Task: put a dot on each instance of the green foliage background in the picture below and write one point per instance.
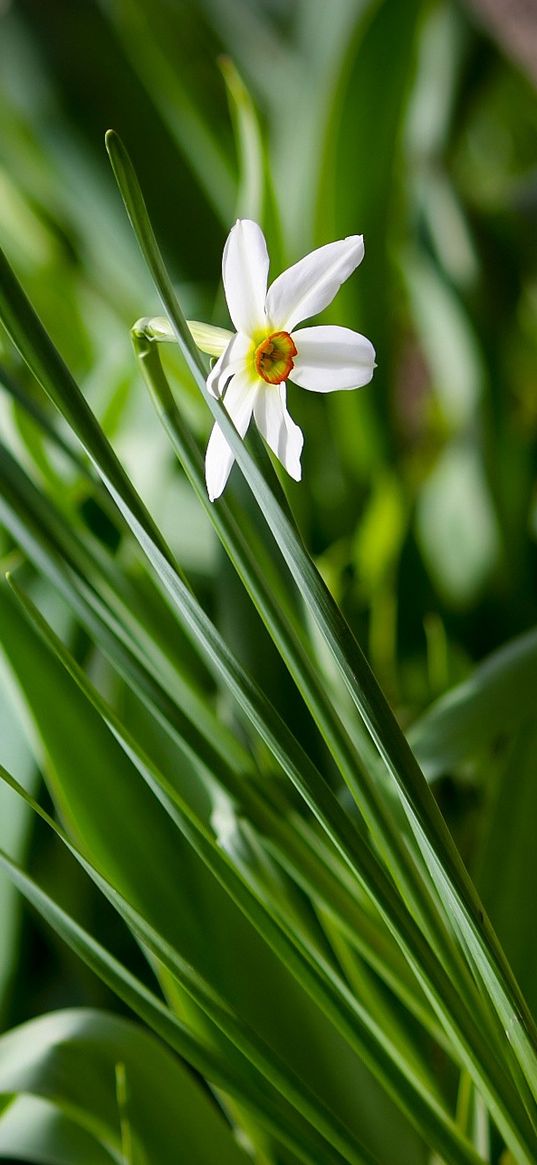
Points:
(414, 125)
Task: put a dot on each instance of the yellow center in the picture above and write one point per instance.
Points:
(274, 358)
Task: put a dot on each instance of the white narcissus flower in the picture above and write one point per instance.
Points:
(267, 347)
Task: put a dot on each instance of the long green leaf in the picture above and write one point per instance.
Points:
(474, 932)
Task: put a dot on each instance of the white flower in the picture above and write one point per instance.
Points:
(267, 350)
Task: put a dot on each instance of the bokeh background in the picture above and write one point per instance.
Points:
(412, 122)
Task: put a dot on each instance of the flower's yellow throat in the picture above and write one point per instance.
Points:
(274, 358)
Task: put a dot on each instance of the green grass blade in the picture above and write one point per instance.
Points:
(315, 974)
(474, 932)
(265, 1059)
(242, 1085)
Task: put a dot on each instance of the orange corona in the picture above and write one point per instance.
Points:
(274, 358)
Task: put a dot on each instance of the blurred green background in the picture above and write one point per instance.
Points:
(411, 122)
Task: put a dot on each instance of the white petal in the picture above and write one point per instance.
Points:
(245, 273)
(280, 431)
(239, 401)
(231, 361)
(331, 358)
(308, 287)
(206, 337)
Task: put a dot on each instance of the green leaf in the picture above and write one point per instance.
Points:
(436, 851)
(69, 1058)
(33, 1129)
(497, 697)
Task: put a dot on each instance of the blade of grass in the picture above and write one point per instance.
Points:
(468, 1036)
(237, 1079)
(432, 837)
(318, 978)
(238, 1031)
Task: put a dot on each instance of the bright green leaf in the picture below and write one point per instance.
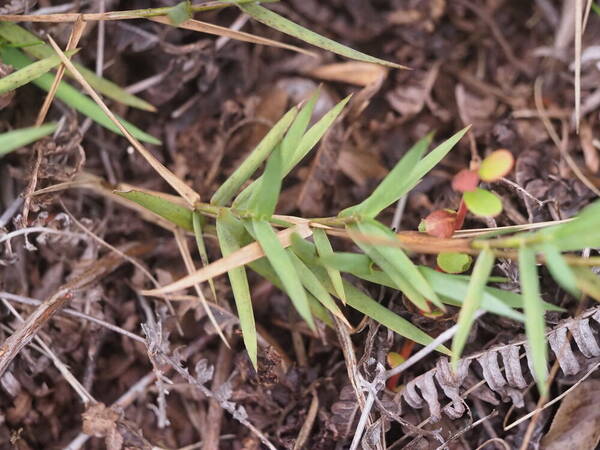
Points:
(11, 140)
(174, 213)
(73, 98)
(560, 270)
(498, 164)
(283, 266)
(452, 262)
(483, 203)
(260, 153)
(324, 249)
(31, 72)
(263, 202)
(229, 233)
(286, 26)
(180, 13)
(17, 35)
(306, 144)
(534, 316)
(391, 187)
(481, 272)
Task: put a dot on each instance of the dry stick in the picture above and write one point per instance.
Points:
(183, 189)
(395, 371)
(74, 38)
(214, 417)
(126, 257)
(36, 320)
(184, 250)
(71, 312)
(85, 396)
(537, 96)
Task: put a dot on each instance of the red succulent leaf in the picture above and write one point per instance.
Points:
(440, 223)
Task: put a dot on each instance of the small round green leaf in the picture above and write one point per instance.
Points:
(452, 262)
(483, 203)
(496, 165)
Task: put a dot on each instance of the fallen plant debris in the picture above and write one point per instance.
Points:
(363, 223)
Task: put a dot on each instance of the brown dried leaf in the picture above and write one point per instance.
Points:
(577, 423)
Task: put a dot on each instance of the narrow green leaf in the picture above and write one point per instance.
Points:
(180, 13)
(265, 269)
(348, 262)
(366, 305)
(292, 138)
(453, 262)
(11, 140)
(174, 213)
(324, 249)
(31, 72)
(398, 259)
(313, 285)
(481, 272)
(288, 27)
(263, 202)
(15, 34)
(560, 270)
(306, 144)
(73, 97)
(534, 316)
(483, 203)
(260, 153)
(391, 187)
(588, 282)
(280, 260)
(197, 219)
(229, 235)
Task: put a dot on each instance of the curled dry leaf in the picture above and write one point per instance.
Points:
(440, 223)
(503, 372)
(577, 422)
(465, 181)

▸ **CHALLENGE**
Reproduce the records above exactly, starting with the line that contains "Task: put a dot on each instance of the brown" and ending with the last line.

▸ **RESULT**
Task: put a dot on each instance of the brown dried leaf in the picture above and write one point per instance.
Points:
(577, 423)
Task: put a dot on each instance of the narrow green leaf in the picture above and write one point per instance.
Points:
(180, 13)
(265, 269)
(348, 262)
(366, 305)
(292, 138)
(453, 262)
(11, 140)
(174, 213)
(324, 249)
(31, 72)
(398, 259)
(313, 285)
(481, 272)
(288, 27)
(263, 202)
(15, 34)
(560, 270)
(306, 144)
(73, 97)
(534, 316)
(483, 203)
(260, 153)
(391, 187)
(588, 282)
(280, 260)
(197, 219)
(229, 235)
Task: put a dot on each instance of the curled dry leaf in the picture above and write one point per instance.
Points:
(440, 223)
(503, 372)
(577, 422)
(465, 181)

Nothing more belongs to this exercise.